» Work instructions: Recast the lines below as a JSON list of strings, one string per line, skipping blank lines and leaving out the pictures.

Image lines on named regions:
>> start

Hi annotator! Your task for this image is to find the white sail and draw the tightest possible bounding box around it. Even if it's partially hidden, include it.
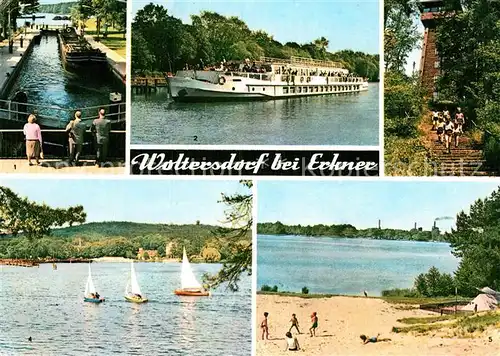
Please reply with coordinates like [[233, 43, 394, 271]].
[[85, 263, 95, 297], [125, 262, 142, 295], [181, 248, 202, 289]]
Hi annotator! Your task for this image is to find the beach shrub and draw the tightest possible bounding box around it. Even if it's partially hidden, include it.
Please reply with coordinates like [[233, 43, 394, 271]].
[[414, 266, 455, 297], [382, 288, 421, 298]]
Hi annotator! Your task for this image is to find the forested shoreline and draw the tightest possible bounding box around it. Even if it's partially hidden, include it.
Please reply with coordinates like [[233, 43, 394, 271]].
[[132, 3, 379, 81], [0, 222, 251, 262], [257, 221, 447, 241]]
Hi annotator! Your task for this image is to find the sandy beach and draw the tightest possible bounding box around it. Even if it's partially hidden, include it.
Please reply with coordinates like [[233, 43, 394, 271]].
[[255, 295, 500, 356]]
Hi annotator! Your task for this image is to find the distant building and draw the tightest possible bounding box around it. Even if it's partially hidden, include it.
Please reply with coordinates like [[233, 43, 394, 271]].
[[137, 247, 158, 260]]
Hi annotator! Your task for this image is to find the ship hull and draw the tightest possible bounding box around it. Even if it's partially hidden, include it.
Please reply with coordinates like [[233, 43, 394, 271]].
[[174, 289, 210, 297]]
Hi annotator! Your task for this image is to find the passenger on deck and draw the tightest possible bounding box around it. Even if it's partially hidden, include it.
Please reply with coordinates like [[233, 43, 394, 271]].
[[92, 109, 111, 167], [23, 114, 43, 166], [66, 111, 87, 165]]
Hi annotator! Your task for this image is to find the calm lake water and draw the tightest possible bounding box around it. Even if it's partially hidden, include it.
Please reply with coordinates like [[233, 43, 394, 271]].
[[131, 83, 379, 145], [257, 235, 458, 295], [0, 263, 252, 356], [10, 14, 125, 127]]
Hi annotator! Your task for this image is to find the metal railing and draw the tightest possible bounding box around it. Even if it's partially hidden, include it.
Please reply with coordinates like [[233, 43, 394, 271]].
[[260, 56, 344, 68], [0, 129, 126, 160], [0, 100, 126, 123]]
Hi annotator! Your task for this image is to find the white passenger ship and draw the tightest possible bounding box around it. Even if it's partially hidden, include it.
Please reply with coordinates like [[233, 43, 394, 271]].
[[167, 57, 368, 101]]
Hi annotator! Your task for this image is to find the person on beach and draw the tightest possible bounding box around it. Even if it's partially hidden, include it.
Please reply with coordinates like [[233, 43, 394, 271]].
[[444, 117, 453, 153], [288, 314, 300, 334], [23, 114, 43, 166], [66, 111, 87, 165], [92, 109, 111, 167], [359, 334, 391, 345], [309, 312, 318, 337], [285, 332, 300, 351], [260, 312, 269, 340]]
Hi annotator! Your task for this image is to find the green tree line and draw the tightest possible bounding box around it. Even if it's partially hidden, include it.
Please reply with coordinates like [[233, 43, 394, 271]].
[[384, 188, 500, 297], [437, 0, 500, 170], [132, 3, 379, 81], [384, 0, 429, 176], [38, 2, 75, 15], [257, 221, 446, 241], [0, 222, 251, 262]]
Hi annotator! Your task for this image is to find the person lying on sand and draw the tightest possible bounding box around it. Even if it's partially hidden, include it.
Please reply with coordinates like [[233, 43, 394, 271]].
[[309, 312, 318, 337], [288, 314, 300, 334], [359, 334, 391, 345], [260, 312, 269, 340], [285, 331, 300, 351]]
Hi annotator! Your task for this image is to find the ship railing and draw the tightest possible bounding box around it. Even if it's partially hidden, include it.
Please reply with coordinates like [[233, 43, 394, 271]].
[[260, 56, 344, 69], [0, 100, 126, 123], [221, 72, 273, 80], [0, 129, 126, 160]]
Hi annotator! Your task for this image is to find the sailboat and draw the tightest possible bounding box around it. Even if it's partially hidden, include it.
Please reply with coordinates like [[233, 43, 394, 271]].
[[83, 263, 104, 303], [174, 248, 210, 297], [125, 261, 148, 303]]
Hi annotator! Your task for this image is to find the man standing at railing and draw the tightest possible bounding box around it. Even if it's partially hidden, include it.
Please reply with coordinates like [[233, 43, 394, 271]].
[[66, 111, 87, 165], [92, 109, 111, 167]]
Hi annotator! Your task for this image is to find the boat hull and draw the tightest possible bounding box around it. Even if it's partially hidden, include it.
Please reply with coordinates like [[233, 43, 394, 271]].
[[167, 76, 368, 102], [125, 295, 148, 304], [174, 289, 210, 297], [83, 298, 104, 304]]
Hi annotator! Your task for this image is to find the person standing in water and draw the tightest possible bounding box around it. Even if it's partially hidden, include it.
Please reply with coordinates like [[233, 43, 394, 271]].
[[260, 312, 269, 340], [288, 314, 300, 334], [309, 312, 318, 337]]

>> end

» Result for this task:
[
  "Hi annotator! Your task for this image is to find the white sail and draw the tightest possible bounding box around it. Even if it's partially hidden, include it.",
  "Please reply with coordinates like [[233, 43, 394, 271]].",
  "[[85, 263, 95, 297], [125, 262, 142, 295], [181, 248, 202, 289]]",
  "Hi annotator! Your task for this image is to find the beach shrub and draw the tightest possible bounding box around it. Even if it's partially hidden, include it.",
  "Please reply with coordinates like [[233, 43, 394, 271]].",
  "[[414, 266, 455, 297], [382, 288, 421, 298]]",
  "Hi annotator! Your task for this image is to find the forested shoreline and draw the tightest possible bounding box around it. Even if it's partially hidden, include it.",
  "Please reply with coordinates like [[233, 43, 394, 271]].",
  "[[132, 3, 379, 81], [0, 222, 251, 262], [257, 221, 447, 241]]",
  "Hi annotator! Your task for this image is to find the sandy beach and draw the tightest possible bounding box around it. Even if it's partially hidden, include it.",
  "Please reply with coordinates like [[233, 43, 394, 271]].",
  "[[255, 295, 500, 356]]",
  "Hi annotator! Your task for this image is to find the distant building and draw the tightest possible bounding box around it. Even if it's partially hidden, include it.",
  "Please reply with coordinates like [[233, 43, 394, 271]].",
  "[[137, 247, 158, 260]]",
  "Hi annotator! Your task for this image is to find the ship hull and draw the tightest possible bounding box around it. Even if it's partially hidden, include it.",
  "Please reply with coordinates like [[233, 43, 394, 271]].",
  "[[174, 289, 210, 297]]",
  "Hi annotator! Your task for this image is to find the passenger on deck and draw the tightest possible bounding box around it. Even if it's partially hidden, include it.",
  "Please reply with coordinates like [[233, 43, 394, 271]].",
  "[[92, 109, 111, 167], [23, 114, 43, 166], [66, 111, 87, 165]]",
  "Hi annotator! Your task for this image is to find the calm lake water and draw the tightest possible bounding box around it. Even if it's partially hidden, include it.",
  "Please reply with coordinates like [[233, 43, 394, 271]].",
  "[[131, 83, 379, 145], [257, 235, 458, 295], [0, 263, 252, 356], [10, 14, 125, 127]]",
  "Hi annotator! Your task for this image is to find the metal railing and draw the tightest possible bounding box around it. Even if it's partially hidden, include it.",
  "Please reply with coordinates like [[233, 43, 394, 271]].",
  "[[260, 56, 344, 68], [0, 129, 126, 160], [0, 100, 126, 123]]",
  "Hi annotator! Your task for this image is to find the white passenger ship and draw the tightest possible bounding box around it. Even if it's partially hidden, include it.",
  "Please reply with coordinates like [[233, 43, 394, 271]].",
  "[[167, 57, 368, 101]]",
  "Hi annotator! Your task for this image is to find the person on beach and draw the tightest possible bounding box around it. Even if it's partially hidden, include it.",
  "Please reply with coordinates like [[233, 43, 394, 271]].",
  "[[444, 117, 453, 153], [288, 314, 300, 334], [23, 114, 43, 166], [66, 111, 87, 165], [92, 109, 111, 167], [359, 334, 391, 345], [309, 312, 318, 337], [285, 332, 300, 351], [260, 312, 269, 340]]",
  "Hi annotator! Your task for this image is to find the green tree line and draw the tightest possible bounding box around it. Even if it's partially hidden, include it.",
  "Please reply with coordinates like [[233, 43, 394, 271]].",
  "[[384, 188, 500, 297], [437, 0, 500, 170], [132, 3, 379, 81], [384, 0, 429, 176], [38, 2, 75, 15], [257, 221, 446, 241], [0, 222, 251, 262]]",
  "Hi annotator! Your task for this image is to find the person lying on sand and draw the tightest possible bounding box around it. Even if it's partially hidden, include it.",
  "Please reply with coordinates like [[233, 43, 394, 271]].",
  "[[309, 312, 318, 337], [288, 314, 300, 334], [359, 334, 391, 345], [260, 312, 269, 340], [285, 331, 300, 351]]",
  "Hi annotator! Your task for this image is to find the ship railing and draw the tightest possible bounding box around it. Even if it's partially hidden, include it.",
  "Please reply with coordinates like [[233, 43, 394, 271]].",
  "[[260, 56, 344, 69], [0, 100, 126, 123], [221, 72, 273, 80], [0, 129, 126, 160]]",
  "Hi annotator! Your task for this image is to find the sailboat and draw the tightest possible bounding box around it. Even if it's partially hidden, include it.",
  "Please reply with coordinates like [[233, 43, 394, 271]].",
  "[[83, 263, 104, 303], [174, 248, 210, 297], [125, 261, 148, 303]]",
  "Hi annotator! Your task for this image is to find the man standing at railing and draw the tightest possible bounding box around it. Even if it's partially hidden, include it.",
  "Please reply with coordinates like [[233, 43, 394, 271]].",
  "[[66, 111, 87, 165], [92, 109, 111, 167]]",
  "Hi annotator! Your task for this image is to find the boat hull and draw the tightest possible bounding box around it. Even if it's partially hidden, include it.",
  "Please reply with coordinates like [[233, 43, 394, 271]].",
  "[[167, 76, 368, 102], [125, 295, 148, 304], [174, 289, 210, 297], [83, 298, 104, 304]]",
  "Hi annotator! Your task for this image is to find the person standing in water and draw the tightest possible bounding box around it. Even if it's partially hidden, include it.",
  "Please reply with coordinates like [[233, 43, 394, 271]].",
  "[[260, 312, 269, 340], [288, 314, 300, 334], [309, 312, 318, 337]]"
]